TASK DIRECTIONS » In the entries that follow, identify the line containing "Would you mind marking the cloud over" and return it together with all later lines, exactly as they appear.

Coordinate annotation entries
*-*-*

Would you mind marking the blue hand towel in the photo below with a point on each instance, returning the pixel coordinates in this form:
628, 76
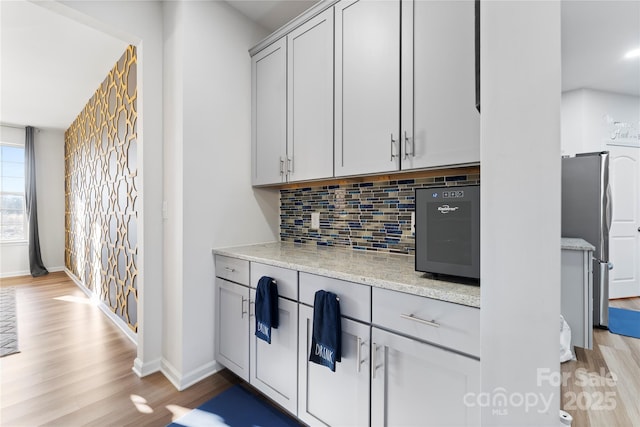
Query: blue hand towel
326, 341
266, 308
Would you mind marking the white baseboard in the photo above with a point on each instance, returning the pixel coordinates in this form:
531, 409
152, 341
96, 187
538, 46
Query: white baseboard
143, 369
15, 274
103, 307
182, 382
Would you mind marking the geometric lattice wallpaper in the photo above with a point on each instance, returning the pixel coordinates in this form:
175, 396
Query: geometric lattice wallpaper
101, 176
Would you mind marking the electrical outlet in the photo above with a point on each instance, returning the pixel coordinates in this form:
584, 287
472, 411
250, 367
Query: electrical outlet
413, 222
315, 220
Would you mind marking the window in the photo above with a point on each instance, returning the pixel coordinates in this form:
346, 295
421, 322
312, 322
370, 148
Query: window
12, 208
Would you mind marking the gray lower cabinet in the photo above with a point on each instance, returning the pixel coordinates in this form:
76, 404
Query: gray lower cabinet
418, 384
406, 360
274, 366
339, 398
232, 327
576, 295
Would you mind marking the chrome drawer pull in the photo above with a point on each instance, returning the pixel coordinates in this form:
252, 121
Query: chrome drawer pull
419, 320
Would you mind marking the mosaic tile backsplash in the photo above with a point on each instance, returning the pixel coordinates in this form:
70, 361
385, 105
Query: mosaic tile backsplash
370, 216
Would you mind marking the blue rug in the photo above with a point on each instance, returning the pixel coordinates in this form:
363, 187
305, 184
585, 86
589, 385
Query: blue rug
624, 322
235, 407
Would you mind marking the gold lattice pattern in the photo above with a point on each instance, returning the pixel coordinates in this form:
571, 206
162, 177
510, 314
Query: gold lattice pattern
101, 175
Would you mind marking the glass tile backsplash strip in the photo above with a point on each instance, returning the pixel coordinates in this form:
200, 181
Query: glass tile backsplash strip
371, 216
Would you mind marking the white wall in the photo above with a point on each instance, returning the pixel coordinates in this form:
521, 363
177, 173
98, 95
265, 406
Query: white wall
210, 198
584, 128
520, 210
49, 148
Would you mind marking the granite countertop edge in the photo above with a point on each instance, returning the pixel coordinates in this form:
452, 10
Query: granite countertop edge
415, 283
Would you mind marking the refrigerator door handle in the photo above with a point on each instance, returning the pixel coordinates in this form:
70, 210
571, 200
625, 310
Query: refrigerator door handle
609, 264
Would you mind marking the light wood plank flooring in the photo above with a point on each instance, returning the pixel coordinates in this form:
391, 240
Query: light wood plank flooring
74, 367
628, 303
602, 387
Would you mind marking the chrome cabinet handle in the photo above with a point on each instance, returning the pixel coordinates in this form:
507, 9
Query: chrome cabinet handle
393, 141
419, 320
406, 146
374, 365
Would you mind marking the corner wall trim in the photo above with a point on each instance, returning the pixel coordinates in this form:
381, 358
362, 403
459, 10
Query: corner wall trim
103, 307
182, 382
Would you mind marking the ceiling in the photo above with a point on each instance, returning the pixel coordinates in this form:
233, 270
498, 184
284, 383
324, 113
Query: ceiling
51, 65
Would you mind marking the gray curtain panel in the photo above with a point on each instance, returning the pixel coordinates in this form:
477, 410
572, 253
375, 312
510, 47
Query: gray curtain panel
35, 259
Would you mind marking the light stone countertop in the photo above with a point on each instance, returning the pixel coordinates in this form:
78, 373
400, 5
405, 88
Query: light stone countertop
575, 244
382, 270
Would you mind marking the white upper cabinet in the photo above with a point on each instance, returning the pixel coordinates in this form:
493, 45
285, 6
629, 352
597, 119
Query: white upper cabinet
367, 87
440, 124
269, 114
310, 99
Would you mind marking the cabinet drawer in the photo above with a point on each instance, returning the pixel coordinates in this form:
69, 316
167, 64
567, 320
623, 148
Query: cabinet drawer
287, 280
233, 269
439, 322
355, 299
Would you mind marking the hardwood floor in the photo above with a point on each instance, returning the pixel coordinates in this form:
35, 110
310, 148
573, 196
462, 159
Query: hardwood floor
628, 303
601, 387
74, 367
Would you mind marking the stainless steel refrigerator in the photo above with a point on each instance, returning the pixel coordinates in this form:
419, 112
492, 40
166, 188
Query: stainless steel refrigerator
586, 213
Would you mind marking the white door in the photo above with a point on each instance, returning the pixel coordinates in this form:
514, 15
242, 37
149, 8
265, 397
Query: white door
367, 87
624, 237
339, 398
269, 114
440, 123
274, 367
232, 327
417, 384
310, 99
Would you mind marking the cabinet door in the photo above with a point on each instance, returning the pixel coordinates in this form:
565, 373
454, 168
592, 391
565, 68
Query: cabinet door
274, 367
416, 384
367, 89
339, 398
441, 125
269, 114
310, 96
232, 327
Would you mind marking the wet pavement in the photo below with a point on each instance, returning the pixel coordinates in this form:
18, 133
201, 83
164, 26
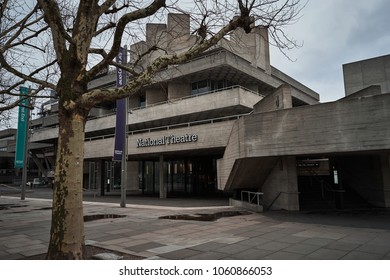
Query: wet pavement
139, 229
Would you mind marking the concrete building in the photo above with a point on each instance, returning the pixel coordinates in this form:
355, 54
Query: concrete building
228, 121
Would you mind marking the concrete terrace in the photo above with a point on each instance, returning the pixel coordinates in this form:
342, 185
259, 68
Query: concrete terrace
274, 235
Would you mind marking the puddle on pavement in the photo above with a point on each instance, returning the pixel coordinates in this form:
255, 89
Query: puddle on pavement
206, 217
95, 217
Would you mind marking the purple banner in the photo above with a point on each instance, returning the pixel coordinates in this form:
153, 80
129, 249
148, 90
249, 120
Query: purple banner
120, 128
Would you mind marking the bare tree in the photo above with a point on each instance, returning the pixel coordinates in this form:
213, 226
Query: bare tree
63, 45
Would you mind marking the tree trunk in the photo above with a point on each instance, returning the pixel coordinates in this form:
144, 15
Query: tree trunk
67, 225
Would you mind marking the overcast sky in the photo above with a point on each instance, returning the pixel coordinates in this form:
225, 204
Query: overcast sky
333, 33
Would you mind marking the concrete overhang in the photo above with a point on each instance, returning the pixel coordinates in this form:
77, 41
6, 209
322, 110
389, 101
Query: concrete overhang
210, 139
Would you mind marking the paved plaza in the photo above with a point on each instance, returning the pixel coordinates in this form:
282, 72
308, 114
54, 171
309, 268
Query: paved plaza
273, 235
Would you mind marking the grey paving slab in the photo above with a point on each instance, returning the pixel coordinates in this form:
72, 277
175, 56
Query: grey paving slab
252, 254
381, 249
300, 248
211, 255
273, 246
318, 241
232, 249
180, 254
358, 255
270, 235
341, 245
208, 246
326, 254
281, 255
144, 246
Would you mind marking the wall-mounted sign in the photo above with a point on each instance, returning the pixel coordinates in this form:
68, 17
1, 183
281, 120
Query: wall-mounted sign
166, 140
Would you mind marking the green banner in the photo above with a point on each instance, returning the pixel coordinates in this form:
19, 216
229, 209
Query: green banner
22, 129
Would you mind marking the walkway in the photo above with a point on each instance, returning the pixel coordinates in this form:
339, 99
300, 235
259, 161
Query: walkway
24, 231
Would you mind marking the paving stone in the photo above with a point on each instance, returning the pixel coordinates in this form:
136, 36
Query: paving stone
326, 254
144, 246
281, 255
357, 255
300, 248
211, 255
232, 249
340, 245
252, 254
208, 246
273, 246
180, 254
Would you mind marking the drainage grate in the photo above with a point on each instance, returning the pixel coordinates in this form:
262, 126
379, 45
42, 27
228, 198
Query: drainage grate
206, 217
95, 217
9, 206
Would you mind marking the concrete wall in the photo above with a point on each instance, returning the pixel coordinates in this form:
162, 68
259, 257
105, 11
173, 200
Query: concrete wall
154, 96
344, 126
385, 164
209, 136
278, 100
178, 90
365, 73
132, 177
281, 186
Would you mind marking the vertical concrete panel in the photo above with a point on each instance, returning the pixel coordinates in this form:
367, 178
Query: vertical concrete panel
178, 25
163, 186
281, 186
385, 159
154, 96
387, 74
178, 90
353, 78
155, 34
132, 176
280, 99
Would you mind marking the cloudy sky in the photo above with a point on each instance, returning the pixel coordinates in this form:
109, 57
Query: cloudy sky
333, 33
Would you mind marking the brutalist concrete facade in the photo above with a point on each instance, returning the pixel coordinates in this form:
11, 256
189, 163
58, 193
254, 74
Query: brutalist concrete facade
228, 121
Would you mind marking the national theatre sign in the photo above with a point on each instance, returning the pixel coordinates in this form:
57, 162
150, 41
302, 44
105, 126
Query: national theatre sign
166, 140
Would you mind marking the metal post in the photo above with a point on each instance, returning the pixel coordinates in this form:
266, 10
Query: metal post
24, 174
125, 146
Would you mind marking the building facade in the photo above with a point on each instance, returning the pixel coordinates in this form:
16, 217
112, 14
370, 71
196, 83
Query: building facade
228, 121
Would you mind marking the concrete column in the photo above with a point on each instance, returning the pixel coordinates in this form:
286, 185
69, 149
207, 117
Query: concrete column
163, 189
386, 178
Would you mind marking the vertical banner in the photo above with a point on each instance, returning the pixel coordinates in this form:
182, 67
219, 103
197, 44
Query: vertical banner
121, 114
22, 128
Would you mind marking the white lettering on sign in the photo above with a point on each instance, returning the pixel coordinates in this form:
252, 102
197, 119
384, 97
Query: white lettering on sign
166, 140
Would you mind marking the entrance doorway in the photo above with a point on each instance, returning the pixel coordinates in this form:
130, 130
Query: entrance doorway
181, 177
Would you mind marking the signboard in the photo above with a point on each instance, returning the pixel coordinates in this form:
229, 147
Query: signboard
167, 140
121, 114
21, 134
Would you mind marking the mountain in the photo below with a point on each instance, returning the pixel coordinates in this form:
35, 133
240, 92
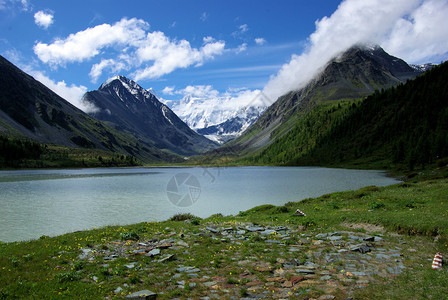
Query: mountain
128, 107
402, 127
29, 109
220, 118
354, 74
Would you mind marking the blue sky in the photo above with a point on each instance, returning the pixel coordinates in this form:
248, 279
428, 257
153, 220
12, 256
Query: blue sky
209, 47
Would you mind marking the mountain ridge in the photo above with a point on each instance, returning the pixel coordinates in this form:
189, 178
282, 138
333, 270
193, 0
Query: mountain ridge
30, 109
353, 74
128, 107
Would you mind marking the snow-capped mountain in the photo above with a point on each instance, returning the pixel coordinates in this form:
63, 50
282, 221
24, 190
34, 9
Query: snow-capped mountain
131, 108
423, 68
223, 118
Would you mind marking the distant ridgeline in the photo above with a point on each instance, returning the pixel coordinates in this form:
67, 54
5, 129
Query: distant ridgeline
404, 126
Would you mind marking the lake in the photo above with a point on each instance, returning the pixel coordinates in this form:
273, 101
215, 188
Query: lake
52, 202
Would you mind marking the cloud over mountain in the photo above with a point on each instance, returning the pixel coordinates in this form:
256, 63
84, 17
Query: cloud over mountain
149, 54
411, 29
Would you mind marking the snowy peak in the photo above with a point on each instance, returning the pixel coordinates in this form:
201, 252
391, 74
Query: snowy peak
127, 90
130, 108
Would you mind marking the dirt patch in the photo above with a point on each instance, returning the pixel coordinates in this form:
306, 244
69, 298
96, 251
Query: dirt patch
367, 227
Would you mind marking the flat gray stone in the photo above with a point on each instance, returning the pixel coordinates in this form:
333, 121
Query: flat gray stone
153, 252
130, 266
210, 283
254, 229
188, 270
305, 271
321, 235
144, 295
268, 232
212, 230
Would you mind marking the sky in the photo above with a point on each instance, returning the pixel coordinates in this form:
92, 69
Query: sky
209, 49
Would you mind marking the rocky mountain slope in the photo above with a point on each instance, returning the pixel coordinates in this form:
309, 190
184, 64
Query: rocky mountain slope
29, 109
354, 74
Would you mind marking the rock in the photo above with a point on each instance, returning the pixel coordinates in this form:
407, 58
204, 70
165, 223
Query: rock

*-*-*

TASK RESPONSE »
Would you mind marking the cloud over mountain in the photo above with a point on each instance, returning the pixel coordinates in this form:
256, 63
84, 17
Query: cloud over mountain
149, 54
411, 29
Would you mind marking the snowy peak in the photo above with a point on each instance, returning the pixel coordinates in this form:
201, 252
391, 74
Query: snowy peak
127, 90
130, 108
Would you mind marking the dirt patch in the photo above with a point on each instance, returning the pixel coordinates in this form:
306, 244
69, 298
96, 251
Query: dirt patch
367, 227
Would you mind marking the flat gray stone in the photo above with a point on each instance, returning the pixel coordinates in this form:
333, 121
Query: flat gray stone
153, 252
130, 266
210, 283
254, 229
188, 270
305, 271
321, 235
144, 295
268, 232
212, 230
Would you mind marking the sky in the photo above with a point on each instance, returning the pixel coordinates in this form:
92, 69
Query: sky
209, 49
Would you mind marking the rocky mountain slope in the photo above with a point on each instance, returning the pixel coordinates in this form:
309, 190
184, 64
Query: rocky mountain slope
29, 109
354, 74
Would you mind marking the rock in the photo above with a point on each instance, returning the pixel coordinates in this form:
407, 58
204, 70
165, 223
Query: rock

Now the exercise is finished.